Introduction
Introduction Statistics Contact Development Disclaimer Help
# taz.de -- Gesamteuropäische Medien: Geld, Geduld und kluge Worte
> Mehrsprachige Medien sollen helfen, europäische Öffentlichkeit und
> Transparenz zu schaffen. Eine europäische Debatte macht das aber noch
> nicht aus.
Bild: EU-Subventionen: auch für mehrsprachigen Medien erforderlich.
Nehmen wir das Beispiel Guttenberg. Als Ingolf Pernice kurz nach der
Plagiatsaffäre um den Fast-Kanzlerkandidaten Karl-Theodor zu Guttenberg
durch Europa reiste, fragten ihn seine Kollegen, was das mit dem Guttenberg
auf sich habe. "Die Menschen reden über Dinge, die ihnen nahegehen", sagt
der Berliner Professor für Europarecht und meint damit nicht nur die
Wissenschaftsgemeinde. Meist geht es ums Geld, um Sicherheit oder um
Kulturthemen.

_ERFASSTE EINTRÄGE_

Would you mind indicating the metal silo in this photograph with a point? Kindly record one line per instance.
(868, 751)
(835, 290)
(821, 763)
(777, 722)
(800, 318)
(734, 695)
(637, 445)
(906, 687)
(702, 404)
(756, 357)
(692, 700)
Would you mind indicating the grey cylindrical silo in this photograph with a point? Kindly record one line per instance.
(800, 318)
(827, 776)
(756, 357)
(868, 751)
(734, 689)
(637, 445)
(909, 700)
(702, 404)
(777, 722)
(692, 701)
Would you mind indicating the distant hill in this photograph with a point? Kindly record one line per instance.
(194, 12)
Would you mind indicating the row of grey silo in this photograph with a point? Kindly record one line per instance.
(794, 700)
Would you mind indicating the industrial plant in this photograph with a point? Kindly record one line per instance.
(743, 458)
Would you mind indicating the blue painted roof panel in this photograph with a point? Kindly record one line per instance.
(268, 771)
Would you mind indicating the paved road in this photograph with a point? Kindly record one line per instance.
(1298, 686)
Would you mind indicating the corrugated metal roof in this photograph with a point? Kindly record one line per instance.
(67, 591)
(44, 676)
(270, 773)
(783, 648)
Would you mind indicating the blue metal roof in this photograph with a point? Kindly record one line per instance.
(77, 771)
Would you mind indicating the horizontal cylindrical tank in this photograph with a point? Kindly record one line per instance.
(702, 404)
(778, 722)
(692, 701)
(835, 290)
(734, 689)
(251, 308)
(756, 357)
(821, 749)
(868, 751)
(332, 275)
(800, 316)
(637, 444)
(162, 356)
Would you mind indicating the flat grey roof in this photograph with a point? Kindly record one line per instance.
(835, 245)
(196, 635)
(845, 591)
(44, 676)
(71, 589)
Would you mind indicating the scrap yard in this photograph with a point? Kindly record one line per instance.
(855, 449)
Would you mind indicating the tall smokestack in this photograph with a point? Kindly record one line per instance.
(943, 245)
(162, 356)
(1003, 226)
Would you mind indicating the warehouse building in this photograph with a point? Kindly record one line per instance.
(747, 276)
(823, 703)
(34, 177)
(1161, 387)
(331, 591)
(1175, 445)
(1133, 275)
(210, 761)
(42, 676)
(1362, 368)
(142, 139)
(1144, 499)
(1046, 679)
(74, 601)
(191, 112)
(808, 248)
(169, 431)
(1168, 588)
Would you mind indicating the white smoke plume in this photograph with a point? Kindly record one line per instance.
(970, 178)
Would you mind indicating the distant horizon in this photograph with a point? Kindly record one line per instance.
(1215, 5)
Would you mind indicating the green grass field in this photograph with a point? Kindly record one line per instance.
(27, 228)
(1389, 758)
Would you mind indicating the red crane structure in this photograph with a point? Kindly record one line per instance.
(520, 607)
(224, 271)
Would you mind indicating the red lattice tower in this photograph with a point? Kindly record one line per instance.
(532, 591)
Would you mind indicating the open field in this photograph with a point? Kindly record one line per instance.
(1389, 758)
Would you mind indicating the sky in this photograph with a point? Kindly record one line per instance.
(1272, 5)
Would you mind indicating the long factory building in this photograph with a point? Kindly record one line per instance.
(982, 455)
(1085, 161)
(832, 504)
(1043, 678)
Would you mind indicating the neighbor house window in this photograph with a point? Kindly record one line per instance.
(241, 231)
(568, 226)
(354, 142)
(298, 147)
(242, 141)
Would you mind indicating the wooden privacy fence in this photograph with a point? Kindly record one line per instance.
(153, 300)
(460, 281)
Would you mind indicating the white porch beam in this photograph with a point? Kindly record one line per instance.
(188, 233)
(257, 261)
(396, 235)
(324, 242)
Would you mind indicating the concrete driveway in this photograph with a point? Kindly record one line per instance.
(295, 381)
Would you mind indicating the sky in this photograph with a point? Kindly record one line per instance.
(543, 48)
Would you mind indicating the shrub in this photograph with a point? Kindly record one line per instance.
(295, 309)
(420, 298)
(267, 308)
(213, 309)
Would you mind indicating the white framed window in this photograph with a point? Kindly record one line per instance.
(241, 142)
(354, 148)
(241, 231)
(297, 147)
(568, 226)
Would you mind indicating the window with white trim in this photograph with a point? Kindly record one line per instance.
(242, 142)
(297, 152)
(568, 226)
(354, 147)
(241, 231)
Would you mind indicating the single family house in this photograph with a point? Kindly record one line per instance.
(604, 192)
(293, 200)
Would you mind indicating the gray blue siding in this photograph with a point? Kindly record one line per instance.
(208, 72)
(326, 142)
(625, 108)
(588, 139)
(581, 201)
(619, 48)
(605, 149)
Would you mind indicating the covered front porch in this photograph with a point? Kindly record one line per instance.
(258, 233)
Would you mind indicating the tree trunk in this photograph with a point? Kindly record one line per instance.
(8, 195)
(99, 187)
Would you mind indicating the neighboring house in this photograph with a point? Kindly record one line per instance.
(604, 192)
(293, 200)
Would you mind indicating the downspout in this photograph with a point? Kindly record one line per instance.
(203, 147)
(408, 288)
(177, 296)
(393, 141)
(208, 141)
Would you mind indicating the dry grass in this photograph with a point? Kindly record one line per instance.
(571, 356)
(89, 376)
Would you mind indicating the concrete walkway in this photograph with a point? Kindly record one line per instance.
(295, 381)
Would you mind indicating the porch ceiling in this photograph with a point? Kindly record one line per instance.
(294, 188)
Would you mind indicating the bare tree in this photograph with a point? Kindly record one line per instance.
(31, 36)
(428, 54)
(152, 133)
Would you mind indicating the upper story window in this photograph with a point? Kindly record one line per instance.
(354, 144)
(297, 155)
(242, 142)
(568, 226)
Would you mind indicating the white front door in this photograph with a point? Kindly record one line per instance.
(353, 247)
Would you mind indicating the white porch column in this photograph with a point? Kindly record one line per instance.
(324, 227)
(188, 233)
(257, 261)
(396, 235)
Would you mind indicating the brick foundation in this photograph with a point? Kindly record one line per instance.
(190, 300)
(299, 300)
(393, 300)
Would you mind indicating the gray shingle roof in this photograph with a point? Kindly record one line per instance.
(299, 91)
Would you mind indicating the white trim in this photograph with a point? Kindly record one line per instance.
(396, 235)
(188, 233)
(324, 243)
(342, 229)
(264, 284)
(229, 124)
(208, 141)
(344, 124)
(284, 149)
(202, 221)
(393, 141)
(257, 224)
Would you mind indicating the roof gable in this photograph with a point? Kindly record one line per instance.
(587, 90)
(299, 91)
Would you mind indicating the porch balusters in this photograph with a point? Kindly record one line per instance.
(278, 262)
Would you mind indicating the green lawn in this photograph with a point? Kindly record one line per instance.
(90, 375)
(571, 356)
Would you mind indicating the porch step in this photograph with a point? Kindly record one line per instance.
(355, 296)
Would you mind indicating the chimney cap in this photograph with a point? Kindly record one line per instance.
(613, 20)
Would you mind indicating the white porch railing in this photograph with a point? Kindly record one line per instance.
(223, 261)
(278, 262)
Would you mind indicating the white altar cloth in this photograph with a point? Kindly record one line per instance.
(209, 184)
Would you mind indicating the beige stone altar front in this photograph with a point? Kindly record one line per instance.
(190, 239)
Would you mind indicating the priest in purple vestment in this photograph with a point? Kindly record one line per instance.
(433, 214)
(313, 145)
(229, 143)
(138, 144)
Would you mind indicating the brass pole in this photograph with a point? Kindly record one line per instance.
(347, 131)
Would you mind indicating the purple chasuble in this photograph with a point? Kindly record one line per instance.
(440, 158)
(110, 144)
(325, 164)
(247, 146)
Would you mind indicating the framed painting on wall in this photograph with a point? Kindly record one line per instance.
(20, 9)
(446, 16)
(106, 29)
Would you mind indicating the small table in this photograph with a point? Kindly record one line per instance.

_AUFGABEN_
1. Gib aus dem Text über gesamteuropäische Medien alles von "Nehmen wir das" bis hinunter zu "Kulturthemen." wortgetreu wieder.
2. Beantworte zum Text über gesamteuropäische Medien die folgenden Fragen:
(a) Wobei sollen mehrsprachige Medien laut Einleitung helfen?
(b) Welches Fachgebiet vertritt Ingolf Pernice als Berliner Professor?
(c) Worum geht es meist, wenn Menschen über Dinge reden, die ihnen nahegehen?
3. Setze den Text über gesamteuropäische Medien im selben Stil nach seinem letzten Satz fort.

_LÖSUNGEN_
1.
Nehmen wir das Beispiel Guttenberg. Als Ingolf Pernice kurz nach der
Plagiatsaffäre um den Fast-Kanzlerkandidaten Karl-Theodor zu Guttenberg
durch Europa reiste, fragten ihn seine Kollegen, was das mit dem Guttenberg
auf sich habe. "Die Menschen reden über Dinge, die ihnen nahegehen", sagt
der Berliner Professor für Europarecht und meint damit nicht nur die
Wissenschaftsgemeinde. Meist geht es ums Geld, um Sicherheit oder um
Kulturthemen.

2.
(a) Sie sollen helfen, europäische Öffentlichkeit und Transparenz zu schaffen.
(b) Europarecht.
(c) Meist um Geld, um Sicherheit oder um Kulturthemen.

3.
"Man muss nicht traurig sein, dass es nicht ständig irgendwelche
europäischen Großdebatten gibt. Wichtig ist doch, dass Debatten möglich
sind", so Pernice. Übrigens dringe bei den Menschen langsam durch, dass die
Entscheidungen in Brüssel wichtig seien. Alle europäischen Regeln,
Initiativen und Urteile seien nur noch einen Mausklick entfernt.
Diese reine Datenbank-Transparenz ist allerdings unbrauchbar. Die
Entscheidungsfindung in den EU-Institutionen ist zu komplex, Brüssel zu
weit weg. Die Europäische Union ist ein weltweit einzigartiges Experiment,
das seit über 50 Jahren weiterentwickelt wird. Inzwischen werden geschätzte
80 Prozent der nationalen Gesetze von EU-Regelungen zumindest beeinflusst.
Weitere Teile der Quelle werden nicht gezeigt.